__WORK INSTRUCTION__:
Everything from the line with "the white capri" to the end of the data should be restated word for word, and nothing before it.

__EXERCISE INPUT__:
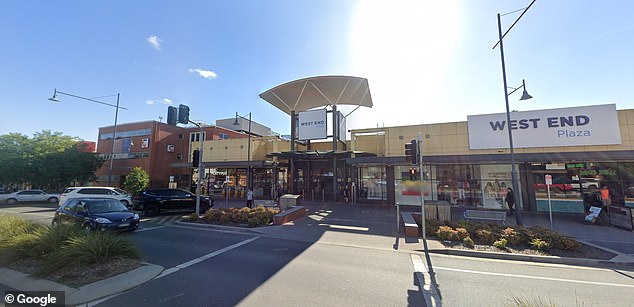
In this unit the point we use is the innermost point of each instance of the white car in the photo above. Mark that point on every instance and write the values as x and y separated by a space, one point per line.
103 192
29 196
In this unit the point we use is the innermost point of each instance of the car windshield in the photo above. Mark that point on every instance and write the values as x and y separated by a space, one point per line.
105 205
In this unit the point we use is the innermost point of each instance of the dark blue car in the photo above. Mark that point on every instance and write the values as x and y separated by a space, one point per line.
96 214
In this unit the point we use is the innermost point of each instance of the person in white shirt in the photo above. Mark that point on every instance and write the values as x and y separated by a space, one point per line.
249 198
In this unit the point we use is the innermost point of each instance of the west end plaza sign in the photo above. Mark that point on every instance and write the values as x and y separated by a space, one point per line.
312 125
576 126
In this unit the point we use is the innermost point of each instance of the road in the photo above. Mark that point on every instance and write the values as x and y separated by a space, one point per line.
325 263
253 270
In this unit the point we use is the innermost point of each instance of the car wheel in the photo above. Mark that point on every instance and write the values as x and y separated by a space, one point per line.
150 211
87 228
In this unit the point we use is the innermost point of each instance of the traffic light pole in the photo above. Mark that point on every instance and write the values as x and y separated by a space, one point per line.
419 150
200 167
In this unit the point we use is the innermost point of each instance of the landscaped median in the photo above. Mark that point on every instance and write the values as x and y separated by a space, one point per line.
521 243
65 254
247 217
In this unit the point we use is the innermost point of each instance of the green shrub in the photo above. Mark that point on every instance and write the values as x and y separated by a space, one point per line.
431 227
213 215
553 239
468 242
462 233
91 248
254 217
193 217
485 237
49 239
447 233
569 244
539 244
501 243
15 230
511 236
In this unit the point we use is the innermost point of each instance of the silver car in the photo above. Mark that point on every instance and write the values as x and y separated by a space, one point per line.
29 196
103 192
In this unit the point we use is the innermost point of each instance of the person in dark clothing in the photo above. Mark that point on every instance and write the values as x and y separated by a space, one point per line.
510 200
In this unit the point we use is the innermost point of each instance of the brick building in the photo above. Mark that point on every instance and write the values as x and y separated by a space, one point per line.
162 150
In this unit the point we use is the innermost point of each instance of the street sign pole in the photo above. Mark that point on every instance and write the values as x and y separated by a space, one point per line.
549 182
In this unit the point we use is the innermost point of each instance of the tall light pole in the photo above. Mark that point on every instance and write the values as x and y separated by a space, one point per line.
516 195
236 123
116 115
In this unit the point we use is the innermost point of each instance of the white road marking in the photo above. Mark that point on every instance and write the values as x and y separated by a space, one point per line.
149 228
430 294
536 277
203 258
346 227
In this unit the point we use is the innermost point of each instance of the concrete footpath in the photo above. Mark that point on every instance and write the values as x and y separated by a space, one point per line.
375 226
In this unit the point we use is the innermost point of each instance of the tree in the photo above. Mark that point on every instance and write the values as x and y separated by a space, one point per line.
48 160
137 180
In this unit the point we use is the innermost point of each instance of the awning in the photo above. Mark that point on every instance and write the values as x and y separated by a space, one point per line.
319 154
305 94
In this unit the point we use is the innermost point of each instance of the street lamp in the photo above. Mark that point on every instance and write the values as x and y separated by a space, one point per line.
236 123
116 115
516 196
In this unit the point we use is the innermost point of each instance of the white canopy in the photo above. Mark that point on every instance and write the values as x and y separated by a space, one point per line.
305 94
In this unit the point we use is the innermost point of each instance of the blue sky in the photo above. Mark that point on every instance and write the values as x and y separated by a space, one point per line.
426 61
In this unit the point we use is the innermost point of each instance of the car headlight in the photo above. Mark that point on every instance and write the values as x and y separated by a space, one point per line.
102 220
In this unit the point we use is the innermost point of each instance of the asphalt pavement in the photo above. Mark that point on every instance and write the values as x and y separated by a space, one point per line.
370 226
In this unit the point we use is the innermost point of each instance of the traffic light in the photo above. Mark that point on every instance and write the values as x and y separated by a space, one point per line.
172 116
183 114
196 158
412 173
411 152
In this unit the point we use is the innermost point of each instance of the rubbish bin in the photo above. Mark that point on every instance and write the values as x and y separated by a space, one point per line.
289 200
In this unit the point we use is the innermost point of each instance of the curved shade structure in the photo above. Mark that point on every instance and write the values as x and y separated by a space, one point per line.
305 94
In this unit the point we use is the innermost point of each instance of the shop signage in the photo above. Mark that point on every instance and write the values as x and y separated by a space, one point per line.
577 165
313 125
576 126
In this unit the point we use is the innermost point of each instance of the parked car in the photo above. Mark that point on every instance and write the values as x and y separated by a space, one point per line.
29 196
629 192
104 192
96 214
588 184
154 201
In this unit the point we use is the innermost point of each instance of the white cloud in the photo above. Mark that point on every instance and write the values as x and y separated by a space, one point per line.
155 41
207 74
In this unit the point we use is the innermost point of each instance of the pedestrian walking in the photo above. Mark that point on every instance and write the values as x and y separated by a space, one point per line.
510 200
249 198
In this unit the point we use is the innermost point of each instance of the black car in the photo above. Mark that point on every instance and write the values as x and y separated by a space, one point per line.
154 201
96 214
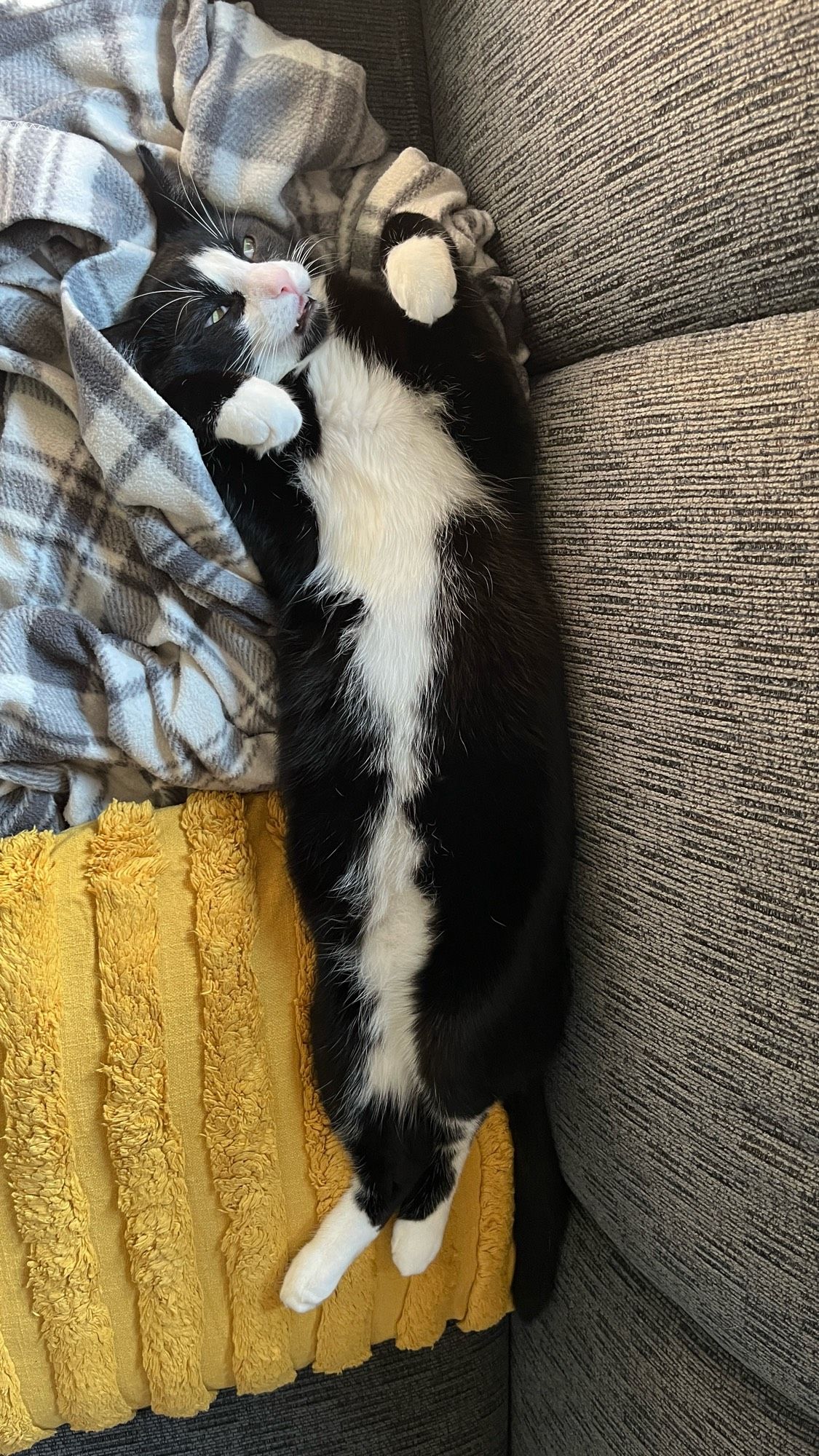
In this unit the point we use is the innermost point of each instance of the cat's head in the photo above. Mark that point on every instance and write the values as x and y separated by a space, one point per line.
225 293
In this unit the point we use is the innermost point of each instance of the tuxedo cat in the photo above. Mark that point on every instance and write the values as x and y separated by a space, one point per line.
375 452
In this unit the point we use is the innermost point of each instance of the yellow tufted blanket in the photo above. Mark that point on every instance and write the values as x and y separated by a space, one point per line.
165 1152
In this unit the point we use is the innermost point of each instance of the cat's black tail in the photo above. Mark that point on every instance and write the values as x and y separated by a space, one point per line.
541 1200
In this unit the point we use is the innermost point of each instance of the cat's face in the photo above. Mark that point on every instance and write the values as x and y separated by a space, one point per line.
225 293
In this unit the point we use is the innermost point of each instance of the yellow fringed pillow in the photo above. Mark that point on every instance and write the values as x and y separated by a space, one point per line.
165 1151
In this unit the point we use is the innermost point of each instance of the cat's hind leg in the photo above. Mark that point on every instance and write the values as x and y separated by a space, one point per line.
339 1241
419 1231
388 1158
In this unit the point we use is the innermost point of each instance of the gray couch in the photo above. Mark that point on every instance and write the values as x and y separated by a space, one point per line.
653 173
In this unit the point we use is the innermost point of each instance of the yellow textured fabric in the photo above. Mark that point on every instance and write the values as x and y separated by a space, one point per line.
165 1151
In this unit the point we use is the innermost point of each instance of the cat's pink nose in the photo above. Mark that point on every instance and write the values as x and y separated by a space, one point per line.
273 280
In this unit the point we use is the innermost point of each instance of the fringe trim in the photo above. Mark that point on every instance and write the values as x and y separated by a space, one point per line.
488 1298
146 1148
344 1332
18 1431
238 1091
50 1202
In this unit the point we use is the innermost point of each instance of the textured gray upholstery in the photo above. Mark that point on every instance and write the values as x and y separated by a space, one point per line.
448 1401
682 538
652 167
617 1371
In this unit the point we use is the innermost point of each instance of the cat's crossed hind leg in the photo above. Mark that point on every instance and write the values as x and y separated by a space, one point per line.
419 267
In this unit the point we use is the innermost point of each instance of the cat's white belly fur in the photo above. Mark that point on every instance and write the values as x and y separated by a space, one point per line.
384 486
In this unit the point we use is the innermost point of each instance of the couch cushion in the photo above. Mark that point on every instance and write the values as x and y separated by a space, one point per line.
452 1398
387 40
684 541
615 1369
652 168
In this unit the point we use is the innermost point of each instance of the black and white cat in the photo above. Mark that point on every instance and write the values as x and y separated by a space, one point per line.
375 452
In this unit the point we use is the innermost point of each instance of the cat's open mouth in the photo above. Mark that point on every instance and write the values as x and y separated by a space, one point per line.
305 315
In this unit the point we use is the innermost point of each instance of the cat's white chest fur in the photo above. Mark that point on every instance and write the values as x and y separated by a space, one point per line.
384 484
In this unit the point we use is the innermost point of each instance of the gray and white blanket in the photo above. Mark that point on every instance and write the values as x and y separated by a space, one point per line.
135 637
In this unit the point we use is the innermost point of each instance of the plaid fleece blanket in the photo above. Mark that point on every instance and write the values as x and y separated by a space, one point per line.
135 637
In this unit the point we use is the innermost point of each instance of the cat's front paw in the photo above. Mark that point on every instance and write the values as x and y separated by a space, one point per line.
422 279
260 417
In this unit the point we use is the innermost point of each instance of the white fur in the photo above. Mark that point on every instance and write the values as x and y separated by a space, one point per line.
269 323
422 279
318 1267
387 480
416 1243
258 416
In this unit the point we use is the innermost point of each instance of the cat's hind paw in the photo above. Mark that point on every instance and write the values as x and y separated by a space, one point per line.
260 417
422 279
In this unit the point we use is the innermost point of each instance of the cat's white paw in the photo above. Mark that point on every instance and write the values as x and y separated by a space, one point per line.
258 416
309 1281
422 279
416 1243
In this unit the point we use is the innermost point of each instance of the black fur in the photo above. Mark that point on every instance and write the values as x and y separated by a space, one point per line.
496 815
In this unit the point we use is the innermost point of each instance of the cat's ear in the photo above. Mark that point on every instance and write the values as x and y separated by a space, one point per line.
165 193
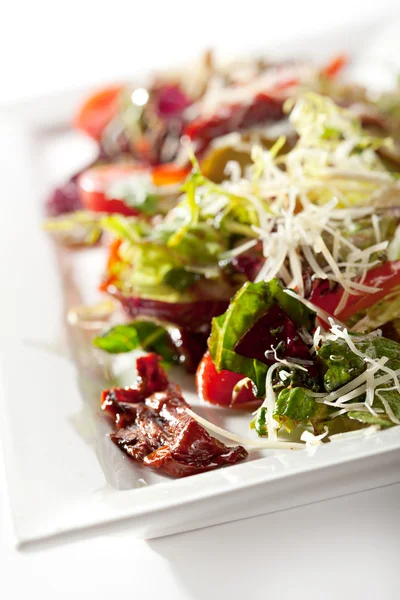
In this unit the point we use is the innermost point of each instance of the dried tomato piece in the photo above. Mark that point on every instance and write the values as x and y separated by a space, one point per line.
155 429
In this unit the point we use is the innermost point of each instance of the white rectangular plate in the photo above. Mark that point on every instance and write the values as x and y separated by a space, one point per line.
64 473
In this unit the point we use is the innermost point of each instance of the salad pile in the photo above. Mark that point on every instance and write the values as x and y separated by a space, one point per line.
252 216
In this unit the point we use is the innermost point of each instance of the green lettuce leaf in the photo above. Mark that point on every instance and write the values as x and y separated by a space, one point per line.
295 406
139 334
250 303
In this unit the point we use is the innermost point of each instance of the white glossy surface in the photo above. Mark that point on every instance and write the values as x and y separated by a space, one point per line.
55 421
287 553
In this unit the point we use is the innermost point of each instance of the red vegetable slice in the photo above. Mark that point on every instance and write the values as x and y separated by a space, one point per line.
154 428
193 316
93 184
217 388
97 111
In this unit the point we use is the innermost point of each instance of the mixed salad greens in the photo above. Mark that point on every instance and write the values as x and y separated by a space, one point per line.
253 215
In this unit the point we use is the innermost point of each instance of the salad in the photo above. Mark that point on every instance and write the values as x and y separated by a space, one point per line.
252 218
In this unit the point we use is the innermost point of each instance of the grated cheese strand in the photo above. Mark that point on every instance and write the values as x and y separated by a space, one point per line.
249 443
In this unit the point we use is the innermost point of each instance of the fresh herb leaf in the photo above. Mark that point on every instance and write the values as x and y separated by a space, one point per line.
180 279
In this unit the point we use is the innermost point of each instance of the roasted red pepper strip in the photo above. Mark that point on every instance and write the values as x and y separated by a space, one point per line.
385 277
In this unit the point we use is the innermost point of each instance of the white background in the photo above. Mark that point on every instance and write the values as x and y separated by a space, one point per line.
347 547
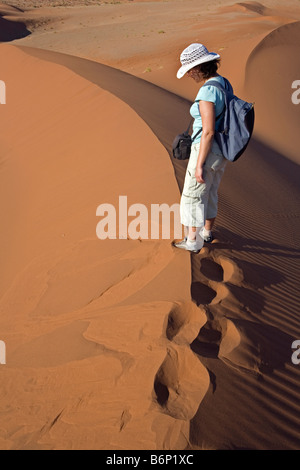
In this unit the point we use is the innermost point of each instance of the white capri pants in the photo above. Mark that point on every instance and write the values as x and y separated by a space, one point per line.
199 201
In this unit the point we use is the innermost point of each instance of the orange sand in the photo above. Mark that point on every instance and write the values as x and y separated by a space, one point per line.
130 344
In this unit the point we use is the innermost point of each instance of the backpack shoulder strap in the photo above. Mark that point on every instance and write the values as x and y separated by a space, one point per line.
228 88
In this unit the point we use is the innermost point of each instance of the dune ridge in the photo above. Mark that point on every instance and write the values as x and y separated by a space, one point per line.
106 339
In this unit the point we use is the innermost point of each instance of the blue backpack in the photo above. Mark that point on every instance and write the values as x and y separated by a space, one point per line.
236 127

__SOLUTION TO THIS TASK__:
In this unit the point we use is the innermost point of each instance of the white capri pants in the photo above. Mark that point on every instance and write the values as x and y separated by a space, one point per line.
199 201
In this unit the point we use is the innermost point of each instance of the orange sand in the photo above. Mark that point on every instance and write the values as x and y separated by a space, one point per line.
130 344
In this unit the point we use is the innermost point of each instance of the backpack shoulder strap in the photo above. Mark that point on every instance and write the values as x and y separated by a space, one point per line.
228 88
In this unit the point we use is the innermost point of each instance of the dune ridge in the photo above. Mark that point on every instance and write the values as x and y separated by a space, one point per line.
106 339
In this unit the point we use is the innermost point of each instance of the blue backpack in the photo above. Mark that point on every instance and write the values as x and y separated by a space, one point per line.
236 127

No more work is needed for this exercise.